• _What this task involves_: Reproduce the items word for word, from their very beginning through the line that contains "[[56, 130]]".

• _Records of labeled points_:
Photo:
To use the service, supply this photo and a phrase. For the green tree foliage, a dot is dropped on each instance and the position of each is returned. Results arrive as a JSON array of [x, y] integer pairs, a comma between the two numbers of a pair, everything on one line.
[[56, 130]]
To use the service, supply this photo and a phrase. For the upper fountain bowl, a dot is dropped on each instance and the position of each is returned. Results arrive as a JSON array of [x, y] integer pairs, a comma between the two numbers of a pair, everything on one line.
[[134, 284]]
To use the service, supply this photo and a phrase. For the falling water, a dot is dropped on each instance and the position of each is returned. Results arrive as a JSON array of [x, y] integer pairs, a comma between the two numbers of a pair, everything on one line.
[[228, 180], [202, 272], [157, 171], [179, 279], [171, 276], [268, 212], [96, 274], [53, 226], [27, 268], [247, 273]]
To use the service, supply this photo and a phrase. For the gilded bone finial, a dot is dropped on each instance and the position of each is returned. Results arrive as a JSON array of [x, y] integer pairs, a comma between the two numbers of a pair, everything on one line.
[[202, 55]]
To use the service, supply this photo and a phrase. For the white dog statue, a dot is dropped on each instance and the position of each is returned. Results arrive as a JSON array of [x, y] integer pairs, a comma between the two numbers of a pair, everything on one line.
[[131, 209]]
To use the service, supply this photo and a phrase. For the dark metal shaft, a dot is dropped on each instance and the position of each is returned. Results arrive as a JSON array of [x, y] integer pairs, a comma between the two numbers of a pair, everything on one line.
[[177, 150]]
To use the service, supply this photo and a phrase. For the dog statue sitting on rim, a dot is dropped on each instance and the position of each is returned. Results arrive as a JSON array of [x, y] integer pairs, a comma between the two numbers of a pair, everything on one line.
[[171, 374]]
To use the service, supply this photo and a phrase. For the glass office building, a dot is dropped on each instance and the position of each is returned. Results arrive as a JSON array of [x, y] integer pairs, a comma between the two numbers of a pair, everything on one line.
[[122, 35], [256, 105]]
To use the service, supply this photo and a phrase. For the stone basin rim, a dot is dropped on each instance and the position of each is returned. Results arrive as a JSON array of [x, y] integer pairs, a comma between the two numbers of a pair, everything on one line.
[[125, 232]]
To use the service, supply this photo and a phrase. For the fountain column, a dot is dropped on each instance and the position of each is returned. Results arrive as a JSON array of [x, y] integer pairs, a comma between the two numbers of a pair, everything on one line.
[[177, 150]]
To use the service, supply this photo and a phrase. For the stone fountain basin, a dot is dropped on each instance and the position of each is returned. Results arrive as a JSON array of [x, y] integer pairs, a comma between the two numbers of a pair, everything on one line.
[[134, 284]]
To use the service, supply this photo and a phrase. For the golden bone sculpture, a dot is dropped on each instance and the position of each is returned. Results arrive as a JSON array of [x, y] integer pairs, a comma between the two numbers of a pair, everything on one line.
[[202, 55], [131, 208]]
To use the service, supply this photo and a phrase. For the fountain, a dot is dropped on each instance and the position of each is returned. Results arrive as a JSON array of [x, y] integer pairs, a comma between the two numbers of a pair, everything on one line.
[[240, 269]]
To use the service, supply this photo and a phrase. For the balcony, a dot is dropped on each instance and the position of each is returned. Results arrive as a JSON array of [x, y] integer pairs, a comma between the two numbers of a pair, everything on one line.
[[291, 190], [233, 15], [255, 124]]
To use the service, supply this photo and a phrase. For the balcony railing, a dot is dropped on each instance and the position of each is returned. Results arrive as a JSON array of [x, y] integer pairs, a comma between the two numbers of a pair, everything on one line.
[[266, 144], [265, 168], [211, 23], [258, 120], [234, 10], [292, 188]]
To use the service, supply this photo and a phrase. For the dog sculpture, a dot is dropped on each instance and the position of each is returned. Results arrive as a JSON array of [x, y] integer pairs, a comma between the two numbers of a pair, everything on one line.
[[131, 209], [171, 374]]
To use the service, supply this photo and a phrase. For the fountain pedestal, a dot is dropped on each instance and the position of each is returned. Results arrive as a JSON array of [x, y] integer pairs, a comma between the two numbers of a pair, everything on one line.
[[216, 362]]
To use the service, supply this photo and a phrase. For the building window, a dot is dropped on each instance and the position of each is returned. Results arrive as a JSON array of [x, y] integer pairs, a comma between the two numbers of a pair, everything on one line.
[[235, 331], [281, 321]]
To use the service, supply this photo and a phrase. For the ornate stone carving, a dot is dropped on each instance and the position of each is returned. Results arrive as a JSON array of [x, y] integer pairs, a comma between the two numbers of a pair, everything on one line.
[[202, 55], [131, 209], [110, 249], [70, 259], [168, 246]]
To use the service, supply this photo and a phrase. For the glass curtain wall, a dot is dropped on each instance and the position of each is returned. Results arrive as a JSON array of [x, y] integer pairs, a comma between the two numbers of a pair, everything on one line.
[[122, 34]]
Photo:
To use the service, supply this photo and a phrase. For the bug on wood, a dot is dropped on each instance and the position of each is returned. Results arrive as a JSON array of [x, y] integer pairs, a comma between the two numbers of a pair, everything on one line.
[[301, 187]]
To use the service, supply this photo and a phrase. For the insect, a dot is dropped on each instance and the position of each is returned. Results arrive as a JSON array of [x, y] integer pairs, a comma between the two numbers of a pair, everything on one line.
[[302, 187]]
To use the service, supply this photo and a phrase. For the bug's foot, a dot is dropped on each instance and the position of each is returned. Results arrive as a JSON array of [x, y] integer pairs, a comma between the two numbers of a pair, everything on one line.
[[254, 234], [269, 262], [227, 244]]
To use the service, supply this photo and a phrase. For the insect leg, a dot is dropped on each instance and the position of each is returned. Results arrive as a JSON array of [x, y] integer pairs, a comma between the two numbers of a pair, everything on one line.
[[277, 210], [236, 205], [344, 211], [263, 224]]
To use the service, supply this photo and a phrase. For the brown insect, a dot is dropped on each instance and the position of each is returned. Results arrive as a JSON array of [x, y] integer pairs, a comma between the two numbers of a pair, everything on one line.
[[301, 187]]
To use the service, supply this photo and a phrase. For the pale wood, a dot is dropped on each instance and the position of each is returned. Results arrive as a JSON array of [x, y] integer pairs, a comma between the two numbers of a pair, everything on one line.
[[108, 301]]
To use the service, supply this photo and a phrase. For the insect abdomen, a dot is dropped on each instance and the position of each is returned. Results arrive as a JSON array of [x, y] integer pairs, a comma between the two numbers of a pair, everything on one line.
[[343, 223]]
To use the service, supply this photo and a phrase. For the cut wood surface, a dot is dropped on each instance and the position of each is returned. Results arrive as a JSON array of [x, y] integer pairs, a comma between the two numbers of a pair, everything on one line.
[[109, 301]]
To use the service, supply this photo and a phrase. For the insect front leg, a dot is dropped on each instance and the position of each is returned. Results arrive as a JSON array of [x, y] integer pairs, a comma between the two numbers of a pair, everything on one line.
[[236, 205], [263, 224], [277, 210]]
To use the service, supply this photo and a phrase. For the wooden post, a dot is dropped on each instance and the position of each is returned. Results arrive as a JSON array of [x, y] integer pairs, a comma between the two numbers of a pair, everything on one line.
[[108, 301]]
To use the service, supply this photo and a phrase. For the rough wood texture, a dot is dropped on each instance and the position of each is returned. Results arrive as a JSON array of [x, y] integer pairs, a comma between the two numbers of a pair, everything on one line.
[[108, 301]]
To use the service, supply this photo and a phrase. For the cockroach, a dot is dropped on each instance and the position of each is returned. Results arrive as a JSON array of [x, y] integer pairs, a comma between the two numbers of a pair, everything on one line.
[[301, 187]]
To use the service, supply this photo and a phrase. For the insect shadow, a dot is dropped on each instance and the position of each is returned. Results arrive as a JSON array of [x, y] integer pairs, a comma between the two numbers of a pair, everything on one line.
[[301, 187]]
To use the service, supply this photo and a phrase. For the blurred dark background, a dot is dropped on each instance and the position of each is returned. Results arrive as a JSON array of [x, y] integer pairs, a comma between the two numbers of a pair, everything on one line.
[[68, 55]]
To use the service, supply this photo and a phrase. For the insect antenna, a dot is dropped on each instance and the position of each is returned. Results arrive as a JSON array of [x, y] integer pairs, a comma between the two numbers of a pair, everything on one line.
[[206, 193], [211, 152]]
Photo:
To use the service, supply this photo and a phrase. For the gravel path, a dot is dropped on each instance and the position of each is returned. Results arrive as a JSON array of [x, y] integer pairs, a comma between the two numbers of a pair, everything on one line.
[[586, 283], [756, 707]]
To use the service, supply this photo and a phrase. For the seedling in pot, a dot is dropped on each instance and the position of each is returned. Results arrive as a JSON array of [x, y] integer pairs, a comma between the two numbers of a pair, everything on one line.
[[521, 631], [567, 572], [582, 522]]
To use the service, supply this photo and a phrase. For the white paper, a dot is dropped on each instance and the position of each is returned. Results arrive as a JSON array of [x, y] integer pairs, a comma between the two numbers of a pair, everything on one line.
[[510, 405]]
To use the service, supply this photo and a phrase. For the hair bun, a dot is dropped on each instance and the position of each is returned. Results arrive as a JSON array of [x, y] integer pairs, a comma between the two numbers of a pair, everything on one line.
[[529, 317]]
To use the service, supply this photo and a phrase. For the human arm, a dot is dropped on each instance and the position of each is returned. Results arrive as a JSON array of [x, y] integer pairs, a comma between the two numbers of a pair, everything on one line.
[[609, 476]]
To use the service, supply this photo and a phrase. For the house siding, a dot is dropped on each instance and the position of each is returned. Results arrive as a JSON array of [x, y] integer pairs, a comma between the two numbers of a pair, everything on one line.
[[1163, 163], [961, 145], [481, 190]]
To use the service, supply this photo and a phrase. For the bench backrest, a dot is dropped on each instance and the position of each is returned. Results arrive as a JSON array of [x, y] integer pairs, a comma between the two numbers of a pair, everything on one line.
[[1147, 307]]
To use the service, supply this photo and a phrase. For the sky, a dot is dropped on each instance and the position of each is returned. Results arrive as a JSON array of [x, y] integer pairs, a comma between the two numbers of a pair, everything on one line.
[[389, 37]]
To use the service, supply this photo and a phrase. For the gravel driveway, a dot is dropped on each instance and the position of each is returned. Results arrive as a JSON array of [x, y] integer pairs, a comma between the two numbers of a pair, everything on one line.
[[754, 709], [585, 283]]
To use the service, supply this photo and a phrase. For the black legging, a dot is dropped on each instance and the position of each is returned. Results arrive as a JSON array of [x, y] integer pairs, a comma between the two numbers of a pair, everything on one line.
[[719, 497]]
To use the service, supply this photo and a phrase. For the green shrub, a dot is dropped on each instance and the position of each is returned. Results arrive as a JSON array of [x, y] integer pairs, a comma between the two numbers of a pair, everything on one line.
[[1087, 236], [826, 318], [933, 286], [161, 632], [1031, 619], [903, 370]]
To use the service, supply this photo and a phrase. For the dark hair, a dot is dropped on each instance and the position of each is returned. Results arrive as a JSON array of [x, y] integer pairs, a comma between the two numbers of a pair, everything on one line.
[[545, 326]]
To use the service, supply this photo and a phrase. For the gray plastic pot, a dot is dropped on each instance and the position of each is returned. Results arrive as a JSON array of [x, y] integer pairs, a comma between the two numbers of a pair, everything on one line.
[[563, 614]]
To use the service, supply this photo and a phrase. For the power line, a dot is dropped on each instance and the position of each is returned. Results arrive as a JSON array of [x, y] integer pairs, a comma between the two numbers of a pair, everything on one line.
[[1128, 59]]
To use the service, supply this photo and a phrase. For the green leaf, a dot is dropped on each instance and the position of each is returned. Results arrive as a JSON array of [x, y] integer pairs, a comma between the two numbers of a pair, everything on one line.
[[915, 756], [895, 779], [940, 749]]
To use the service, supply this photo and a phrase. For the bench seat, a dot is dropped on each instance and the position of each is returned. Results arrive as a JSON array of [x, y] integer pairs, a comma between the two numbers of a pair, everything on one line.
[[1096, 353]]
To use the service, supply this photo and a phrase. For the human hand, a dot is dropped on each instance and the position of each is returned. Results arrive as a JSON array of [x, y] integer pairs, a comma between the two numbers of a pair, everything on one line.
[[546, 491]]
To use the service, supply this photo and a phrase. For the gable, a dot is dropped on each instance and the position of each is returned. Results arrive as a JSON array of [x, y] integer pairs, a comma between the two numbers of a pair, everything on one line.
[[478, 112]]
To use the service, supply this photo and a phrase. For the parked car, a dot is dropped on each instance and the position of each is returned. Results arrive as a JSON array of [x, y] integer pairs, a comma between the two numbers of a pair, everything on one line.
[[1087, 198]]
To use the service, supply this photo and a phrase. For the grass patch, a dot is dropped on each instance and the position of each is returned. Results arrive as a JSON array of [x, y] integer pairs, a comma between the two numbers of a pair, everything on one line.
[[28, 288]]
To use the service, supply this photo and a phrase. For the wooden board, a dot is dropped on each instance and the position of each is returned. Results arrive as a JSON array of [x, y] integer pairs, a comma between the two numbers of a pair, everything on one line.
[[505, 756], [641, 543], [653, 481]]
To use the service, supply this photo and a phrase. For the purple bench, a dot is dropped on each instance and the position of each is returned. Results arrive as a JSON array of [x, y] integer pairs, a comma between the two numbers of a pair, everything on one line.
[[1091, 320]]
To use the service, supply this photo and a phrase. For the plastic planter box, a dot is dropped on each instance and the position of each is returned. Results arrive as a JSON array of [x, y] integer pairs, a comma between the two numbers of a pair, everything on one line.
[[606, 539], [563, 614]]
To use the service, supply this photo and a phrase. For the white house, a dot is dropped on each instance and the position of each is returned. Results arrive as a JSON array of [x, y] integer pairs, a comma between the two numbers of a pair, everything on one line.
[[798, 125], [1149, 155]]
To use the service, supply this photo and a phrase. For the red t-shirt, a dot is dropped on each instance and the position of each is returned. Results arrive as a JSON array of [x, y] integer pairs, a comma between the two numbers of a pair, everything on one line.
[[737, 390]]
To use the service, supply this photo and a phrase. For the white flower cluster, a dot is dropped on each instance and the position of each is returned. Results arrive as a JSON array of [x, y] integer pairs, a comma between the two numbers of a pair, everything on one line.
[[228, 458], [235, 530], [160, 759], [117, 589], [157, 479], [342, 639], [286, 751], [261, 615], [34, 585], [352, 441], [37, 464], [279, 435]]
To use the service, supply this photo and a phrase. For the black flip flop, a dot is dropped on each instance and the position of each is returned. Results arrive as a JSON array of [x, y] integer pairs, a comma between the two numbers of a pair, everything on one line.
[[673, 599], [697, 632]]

• _Final answer_:
Photo:
To use the service, supply this photo and a phrase. For the green tree foliage, a dot is dropped on each instance and the position of each is returned. Results arrive as a JSON array of [x, y] integer pairs, a comma between the two numbers of a pair, everything on one line.
[[56, 130]]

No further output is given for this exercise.